[[ GIVEN RECORDS open ]]

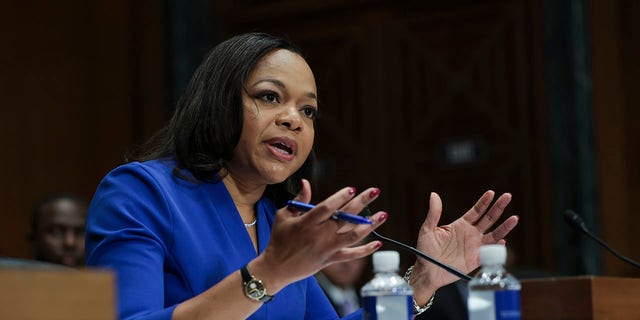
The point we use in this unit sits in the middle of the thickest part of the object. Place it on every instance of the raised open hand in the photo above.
(457, 244)
(303, 244)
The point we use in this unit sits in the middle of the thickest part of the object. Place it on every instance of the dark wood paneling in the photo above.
(616, 54)
(82, 81)
(400, 83)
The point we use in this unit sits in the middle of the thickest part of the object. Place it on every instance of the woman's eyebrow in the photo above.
(283, 86)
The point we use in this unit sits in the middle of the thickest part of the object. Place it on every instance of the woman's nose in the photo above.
(290, 119)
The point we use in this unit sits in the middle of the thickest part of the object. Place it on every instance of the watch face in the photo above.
(255, 289)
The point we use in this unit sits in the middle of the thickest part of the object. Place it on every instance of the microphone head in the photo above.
(574, 220)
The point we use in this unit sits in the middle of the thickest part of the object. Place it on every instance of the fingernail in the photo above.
(374, 193)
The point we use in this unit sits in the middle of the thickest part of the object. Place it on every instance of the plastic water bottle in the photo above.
(387, 296)
(493, 292)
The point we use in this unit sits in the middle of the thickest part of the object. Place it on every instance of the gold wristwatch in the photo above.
(254, 289)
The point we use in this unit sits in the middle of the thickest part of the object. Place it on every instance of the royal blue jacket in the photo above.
(169, 239)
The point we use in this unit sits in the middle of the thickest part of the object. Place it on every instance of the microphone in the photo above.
(367, 213)
(576, 222)
(423, 255)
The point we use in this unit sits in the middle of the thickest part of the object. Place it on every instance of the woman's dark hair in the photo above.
(207, 123)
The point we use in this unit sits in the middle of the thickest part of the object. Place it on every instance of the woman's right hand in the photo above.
(303, 244)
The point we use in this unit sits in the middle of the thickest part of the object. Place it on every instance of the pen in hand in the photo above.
(338, 215)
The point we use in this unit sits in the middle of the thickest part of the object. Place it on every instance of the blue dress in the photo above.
(168, 240)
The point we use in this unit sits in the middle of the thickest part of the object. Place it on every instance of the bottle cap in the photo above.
(384, 261)
(493, 254)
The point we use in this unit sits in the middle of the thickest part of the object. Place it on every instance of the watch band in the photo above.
(417, 309)
(254, 289)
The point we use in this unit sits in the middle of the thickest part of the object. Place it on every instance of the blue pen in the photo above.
(338, 215)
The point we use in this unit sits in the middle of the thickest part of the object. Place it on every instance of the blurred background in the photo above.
(536, 98)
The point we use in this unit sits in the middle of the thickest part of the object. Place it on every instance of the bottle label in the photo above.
(498, 305)
(387, 307)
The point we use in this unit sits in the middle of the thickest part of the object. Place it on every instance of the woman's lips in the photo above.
(283, 148)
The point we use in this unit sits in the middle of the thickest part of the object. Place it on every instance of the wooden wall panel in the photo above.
(616, 72)
(403, 85)
(75, 81)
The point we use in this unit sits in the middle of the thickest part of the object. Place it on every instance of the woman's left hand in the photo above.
(458, 243)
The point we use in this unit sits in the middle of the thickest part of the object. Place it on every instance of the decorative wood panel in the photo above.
(420, 97)
(82, 82)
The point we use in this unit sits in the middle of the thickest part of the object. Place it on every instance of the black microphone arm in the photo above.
(422, 255)
(576, 221)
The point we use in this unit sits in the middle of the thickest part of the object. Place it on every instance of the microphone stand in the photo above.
(422, 255)
(576, 221)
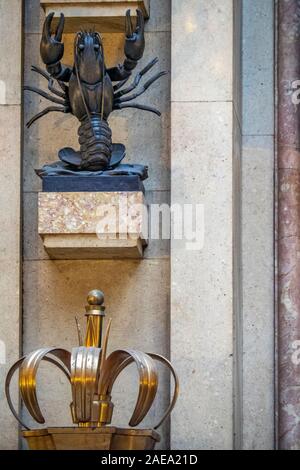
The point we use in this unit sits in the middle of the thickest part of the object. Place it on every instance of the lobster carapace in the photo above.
(91, 91)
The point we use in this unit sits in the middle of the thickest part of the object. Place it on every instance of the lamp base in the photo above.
(106, 438)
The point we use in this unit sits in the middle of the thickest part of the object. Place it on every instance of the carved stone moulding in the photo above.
(93, 225)
(108, 15)
(108, 438)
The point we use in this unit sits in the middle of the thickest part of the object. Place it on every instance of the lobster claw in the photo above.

[[ GIVEN RECORDS closed ]]

Which lines run from the one containing "moulding in the photo above." to the end of the entries above? Quote exactly those, and only those.

The point we use in this unit sits in the middle of the thickest part of the object. Place it on every instance of the carved stone moulding in the photo above.
(93, 225)
(108, 15)
(108, 438)
The point we use in this unit sits in the middle of the thickest part of the object. Place it on every instance of the lobster claw in the photo above.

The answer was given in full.